• [Task objective]:
Using the text on mistakes made when buying a business, answer these:
(a) What three results of paying too much does it list?
(b) Which two tasks does it say can easily be contracted to outside vendors?
(c) Whose aid should a buyer enlist at a bare minimum?
-- start of Text section --
For many, the American dream of owning a business is in queue right behind owning a home. I was a teenager when I owned my first business. Since then I have bought or started many businesses and helped others do the same. Here are some common mistakes I have witnessed or committed myself.
Paying too much
This results from the combination of all other mistakes. Many new business owners set themselves up for failure by paying too much, which results in higher loan payments, lower operating funds, and reduced borrowing capacity.
Letting your emotions rule
If you have always dreamed of owning a business, it is very easy to get caught up in the strong emotions invoked by seeing those dreams coming true. To counteract your emotions, take your time, do your homework, and enlist the help of objective advisors.
Paying for potential
You should only pay for the business as it stands at the date of purchase, not what it could be in the future. You will have to spend time, effort, and money to develop its potential. The seller chose not to invest these things, so he does not deserve to be paid for them.
Not evaluating yourself
Do you have what it takes to run this business? Try to match your strengths to the important duties you will be required to perform. Running a small business requires the owner to do many things. No one can be good at them all, so make provisions for those areas in which you are the weakest. Some tasks like payroll and bookkeeping can easily be contracted to outside vendors. Possibly your spouse, other family member, or a partner could do things that you cannot or do not want to do.
Not building a team of experts
At a bare minimum, you should enlist the aid of an attorney and a CPA. The attorney can prepare and review documents, help structure the deal, and make you aware of legal and liability issues. The CPA can provide a financial analysis of the business, and advise you about tax and accounting matters. You should consider adding a business valuation professional. His valuation report can be used to determine the reasonableness of the asking price, negotiate a lower price, and provide valuable information about the business, the industry, the competition, and the economic conditions.
-- end of Text section --
-- start of Dataset content --
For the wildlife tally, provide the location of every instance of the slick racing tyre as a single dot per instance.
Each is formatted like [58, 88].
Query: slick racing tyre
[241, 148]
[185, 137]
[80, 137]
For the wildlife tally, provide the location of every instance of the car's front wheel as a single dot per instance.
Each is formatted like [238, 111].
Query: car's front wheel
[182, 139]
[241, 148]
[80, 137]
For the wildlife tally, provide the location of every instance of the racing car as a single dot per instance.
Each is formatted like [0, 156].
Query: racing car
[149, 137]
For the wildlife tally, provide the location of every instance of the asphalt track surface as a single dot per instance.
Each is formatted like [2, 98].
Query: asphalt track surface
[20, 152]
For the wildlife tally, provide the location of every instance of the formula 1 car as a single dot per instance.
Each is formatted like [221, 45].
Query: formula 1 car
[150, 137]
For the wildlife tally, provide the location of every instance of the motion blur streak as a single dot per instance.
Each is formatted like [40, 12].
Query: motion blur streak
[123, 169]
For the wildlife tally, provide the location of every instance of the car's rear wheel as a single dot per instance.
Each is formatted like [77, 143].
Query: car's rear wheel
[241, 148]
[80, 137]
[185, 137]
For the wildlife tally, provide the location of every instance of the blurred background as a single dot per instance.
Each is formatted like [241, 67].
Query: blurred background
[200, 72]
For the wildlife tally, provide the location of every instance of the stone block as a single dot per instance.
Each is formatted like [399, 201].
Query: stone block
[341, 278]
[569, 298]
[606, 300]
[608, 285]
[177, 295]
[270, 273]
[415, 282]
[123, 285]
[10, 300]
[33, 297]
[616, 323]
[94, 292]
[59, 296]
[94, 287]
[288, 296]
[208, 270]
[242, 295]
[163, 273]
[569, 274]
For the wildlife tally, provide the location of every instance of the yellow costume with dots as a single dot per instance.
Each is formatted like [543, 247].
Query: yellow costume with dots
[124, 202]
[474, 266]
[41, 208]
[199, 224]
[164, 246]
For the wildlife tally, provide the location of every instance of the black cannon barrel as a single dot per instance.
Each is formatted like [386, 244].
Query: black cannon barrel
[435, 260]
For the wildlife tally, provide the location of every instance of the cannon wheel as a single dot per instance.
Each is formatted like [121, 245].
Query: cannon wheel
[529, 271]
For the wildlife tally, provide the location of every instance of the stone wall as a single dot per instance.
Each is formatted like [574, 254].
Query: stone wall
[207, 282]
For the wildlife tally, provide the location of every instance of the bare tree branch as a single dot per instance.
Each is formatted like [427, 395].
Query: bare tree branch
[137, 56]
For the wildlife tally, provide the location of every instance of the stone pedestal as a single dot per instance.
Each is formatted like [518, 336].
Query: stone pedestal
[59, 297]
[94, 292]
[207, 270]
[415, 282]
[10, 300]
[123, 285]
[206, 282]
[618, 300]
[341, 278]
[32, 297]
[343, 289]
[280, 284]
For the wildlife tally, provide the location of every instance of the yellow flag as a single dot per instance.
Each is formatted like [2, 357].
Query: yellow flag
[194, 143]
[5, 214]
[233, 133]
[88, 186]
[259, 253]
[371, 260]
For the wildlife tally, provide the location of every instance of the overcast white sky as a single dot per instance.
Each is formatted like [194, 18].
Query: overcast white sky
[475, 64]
-- end of Dataset content --
• [The result]:
(a) Higher loan payments, lower operating funds, and reduced borrowing capacity.
(b) Payroll and bookkeeping.
(c) An attorney and a CPA.